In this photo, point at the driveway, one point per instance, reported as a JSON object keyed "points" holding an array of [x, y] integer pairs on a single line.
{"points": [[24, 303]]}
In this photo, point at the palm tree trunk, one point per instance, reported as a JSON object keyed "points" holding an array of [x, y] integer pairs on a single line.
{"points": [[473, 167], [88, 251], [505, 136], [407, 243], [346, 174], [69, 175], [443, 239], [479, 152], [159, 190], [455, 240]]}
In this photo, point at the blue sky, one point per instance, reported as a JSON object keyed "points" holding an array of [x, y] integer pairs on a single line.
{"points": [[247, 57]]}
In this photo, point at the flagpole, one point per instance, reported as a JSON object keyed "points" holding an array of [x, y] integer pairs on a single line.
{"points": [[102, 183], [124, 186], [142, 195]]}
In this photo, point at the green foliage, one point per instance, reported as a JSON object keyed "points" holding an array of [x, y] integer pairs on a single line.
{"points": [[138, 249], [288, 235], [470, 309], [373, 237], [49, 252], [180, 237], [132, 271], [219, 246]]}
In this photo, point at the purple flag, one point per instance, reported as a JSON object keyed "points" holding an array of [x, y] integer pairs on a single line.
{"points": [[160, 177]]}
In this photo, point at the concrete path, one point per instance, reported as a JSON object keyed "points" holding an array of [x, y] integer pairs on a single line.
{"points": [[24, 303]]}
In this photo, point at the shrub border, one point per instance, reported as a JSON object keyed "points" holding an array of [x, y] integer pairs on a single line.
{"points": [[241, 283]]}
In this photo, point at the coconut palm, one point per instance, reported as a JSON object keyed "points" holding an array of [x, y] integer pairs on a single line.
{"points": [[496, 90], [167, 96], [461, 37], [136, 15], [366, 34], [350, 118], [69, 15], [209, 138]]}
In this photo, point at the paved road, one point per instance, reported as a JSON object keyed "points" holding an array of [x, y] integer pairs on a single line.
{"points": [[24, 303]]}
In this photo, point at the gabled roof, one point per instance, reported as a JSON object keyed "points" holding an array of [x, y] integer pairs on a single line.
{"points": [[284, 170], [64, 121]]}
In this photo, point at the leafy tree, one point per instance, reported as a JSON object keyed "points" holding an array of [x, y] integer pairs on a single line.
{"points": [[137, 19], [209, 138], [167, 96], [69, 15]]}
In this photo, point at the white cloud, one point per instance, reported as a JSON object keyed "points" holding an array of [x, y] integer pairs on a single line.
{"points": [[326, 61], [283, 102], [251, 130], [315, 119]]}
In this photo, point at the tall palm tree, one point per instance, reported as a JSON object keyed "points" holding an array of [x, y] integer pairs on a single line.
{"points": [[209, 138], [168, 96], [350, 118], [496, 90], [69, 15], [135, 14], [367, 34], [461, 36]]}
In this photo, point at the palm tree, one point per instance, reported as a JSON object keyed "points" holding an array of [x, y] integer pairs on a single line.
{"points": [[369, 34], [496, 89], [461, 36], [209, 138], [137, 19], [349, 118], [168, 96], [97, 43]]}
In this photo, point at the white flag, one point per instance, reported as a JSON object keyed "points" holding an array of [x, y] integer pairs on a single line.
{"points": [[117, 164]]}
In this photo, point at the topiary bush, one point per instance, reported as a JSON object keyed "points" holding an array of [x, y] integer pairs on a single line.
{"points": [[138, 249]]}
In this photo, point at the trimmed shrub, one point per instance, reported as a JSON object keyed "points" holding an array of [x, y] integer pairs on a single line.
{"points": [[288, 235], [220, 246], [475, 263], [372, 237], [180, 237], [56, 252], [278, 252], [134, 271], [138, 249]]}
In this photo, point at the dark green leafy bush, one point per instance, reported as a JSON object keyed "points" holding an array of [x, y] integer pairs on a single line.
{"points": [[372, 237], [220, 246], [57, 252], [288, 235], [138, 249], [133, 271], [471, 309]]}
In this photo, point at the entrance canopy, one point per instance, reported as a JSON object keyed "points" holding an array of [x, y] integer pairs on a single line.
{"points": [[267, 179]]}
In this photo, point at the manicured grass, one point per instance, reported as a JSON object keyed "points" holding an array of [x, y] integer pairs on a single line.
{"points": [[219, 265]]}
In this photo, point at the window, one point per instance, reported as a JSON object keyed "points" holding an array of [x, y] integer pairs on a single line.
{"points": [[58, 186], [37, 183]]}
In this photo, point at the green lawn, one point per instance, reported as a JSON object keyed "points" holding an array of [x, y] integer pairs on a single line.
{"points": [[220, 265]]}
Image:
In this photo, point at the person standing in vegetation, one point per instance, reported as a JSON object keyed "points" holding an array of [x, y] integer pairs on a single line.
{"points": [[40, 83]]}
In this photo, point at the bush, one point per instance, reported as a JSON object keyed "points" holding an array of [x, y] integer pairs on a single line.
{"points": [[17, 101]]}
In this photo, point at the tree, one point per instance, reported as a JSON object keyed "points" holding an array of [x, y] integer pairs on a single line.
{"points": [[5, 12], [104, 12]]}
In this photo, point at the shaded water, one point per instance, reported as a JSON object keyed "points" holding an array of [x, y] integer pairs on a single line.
------------------------------------
**Task instructions**
Every entry must be duplicated exactly as it was written.

**Exercise output**
In this photo, point at the driveway, one point per instance, reported as a JSON object keyed "points" holding an array of [x, y] integer pairs on a single line.
{"points": [[24, 303]]}
In this photo, point at the palm tree trunk, one point per instance, reported as a JSON object keyed "points" holding an array of [x, y] integer pairs on a single line.
{"points": [[473, 167], [88, 251], [505, 136], [407, 243], [346, 174], [69, 175], [443, 239], [479, 152], [159, 190], [455, 240]]}
In this photo, point at the blue sky, one point per instance, reported as a JSON object keyed "points" holding an array of [x, y] integer pairs on a single line.
{"points": [[247, 57]]}
In this photo, point at the flagpole, one point per instance, reported as a JSON object keyed "points" holding an array of [x, y] integer pairs on a single line.
{"points": [[102, 183], [124, 186], [142, 195]]}
In this photo, point at the green foliage, one point per instance, reported as a JSON object keyed "points" holding an array of [x, y] integer pairs on a single line.
{"points": [[138, 249], [288, 235], [470, 309], [373, 237], [49, 252], [180, 237], [132, 271], [219, 246]]}
In this photo, point at the purple flag, one point per instance, reported as a JSON object keyed "points" holding an array of [x, y] integer pairs on a single line.
{"points": [[160, 177]]}
In this photo, point at the concrete path, one point per instance, reported as a JSON object keyed "points" holding an array of [x, y] integer pairs on a single line.
{"points": [[24, 303]]}
In this photo, point at the shrub border, one point per instance, reported as a JSON object keyed "points" holding an array of [x, y] integer pairs on a single line.
{"points": [[241, 283]]}
In this photo, point at the coconut palm, one point per instance, reported as a JSON object keyed "points" holding an array of [x, y] integer pairs on a single line.
{"points": [[496, 90], [167, 96], [461, 37], [136, 15], [366, 34], [350, 118], [69, 15], [209, 138]]}
In this photo, point at the paved road, one point per instance, reported as a JSON object keyed "points" holding an array of [x, y] integer pairs on a single line.
{"points": [[24, 303]]}
In this photo, point at the gabled roof, one point per instance, reported as a JSON object keyed "points" holding an array of [x, y] integer pairs on a single line.
{"points": [[284, 170], [64, 121]]}
In this photo, point at the leafy tree, one point per instance, reported as a JSON object keyed "points" holding an array of [x, y] integer pairs on a single line.
{"points": [[137, 19], [209, 138], [167, 96], [69, 15]]}
In this photo, point at the white cloud, one point per instance, reported as a JSON object keyed "points" holding an array of [x, y] integer pairs on a single line.
{"points": [[326, 61], [283, 102], [251, 130], [315, 119]]}
In this photo, point at the tall palm tree, one point per instance, reported as a JSON object keyed "points" holding an array of [x, y] integer pairs on a single line.
{"points": [[209, 138], [168, 96], [350, 118], [496, 90], [69, 15], [135, 14], [367, 34], [461, 36]]}
In this photo, point at the palm tree, one point per instance, reported as a JSON object keyed "points" holding an array of [x, y] integer pairs on a single line.
{"points": [[369, 34], [496, 89], [461, 36], [209, 138], [137, 19], [349, 118], [168, 96], [97, 43]]}
In this photo, point at the white flag, one point per instance, reported as a JSON object keyed "points" holding an array of [x, y] integer pairs on a single line.
{"points": [[117, 164]]}
In this photo, point at the topiary bush, one point per instance, reported as a JSON object keyed "points" holding an array of [x, y] integer pairs on a single line.
{"points": [[138, 249]]}
In this photo, point at the trimmed shrub, one point per instance, reported as a JSON object keyed "points" holding an array of [x, y] integer pairs on a single line.
{"points": [[288, 235], [220, 246], [475, 263], [372, 237], [180, 237], [56, 252], [278, 252], [134, 271], [138, 249]]}
In this photo, point at the dark green leafy bush, one point per instance, reported as a JSON object keyed "points" holding an array of [x, y] integer pairs on a single line.
{"points": [[372, 237], [220, 246], [57, 252], [288, 235], [138, 249], [133, 271], [471, 309]]}
In this photo, point at the entrance canopy, one point per instance, reported as a JSON object keyed "points" holding an array of [x, y] integer pairs on a single line.
{"points": [[267, 179]]}
In this photo, point at the manicured grass, one point per instance, reported as a JSON object keyed "points" holding an array of [x, y] integer pairs on a single line.
{"points": [[219, 265]]}
In this photo, point at the window, one point per instance, reported as a JSON object keyed "points" holding an array of [x, y] integer pairs on a single line.
{"points": [[58, 186], [37, 183]]}
In this photo, point at the green lawn, one point per instance, reported as a JSON object keyed "points" holding an array of [x, y] integer pairs on a single line.
{"points": [[220, 265]]}
Image:
In this photo, point at the person standing in vegetation, one point per instance, reported as a JSON object keyed "points" holding an array of [x, y] integer pairs on a single line.
{"points": [[40, 83]]}
In this photo, point at the bush, one point per instance, reported as a JSON object keyed "points" holding an array of [x, y] integer pairs on a single line.
{"points": [[17, 101]]}
In this photo, point at the tree, one point per instance, reported as a JSON object keyed "points" holding an array of [x, y] integer pairs on a single line.
{"points": [[5, 12], [104, 12]]}
In this photo, point at the shaded water, one point per instance, reported as a JSON object keyed "points" holding an array of [x, y] integer pairs on a single line.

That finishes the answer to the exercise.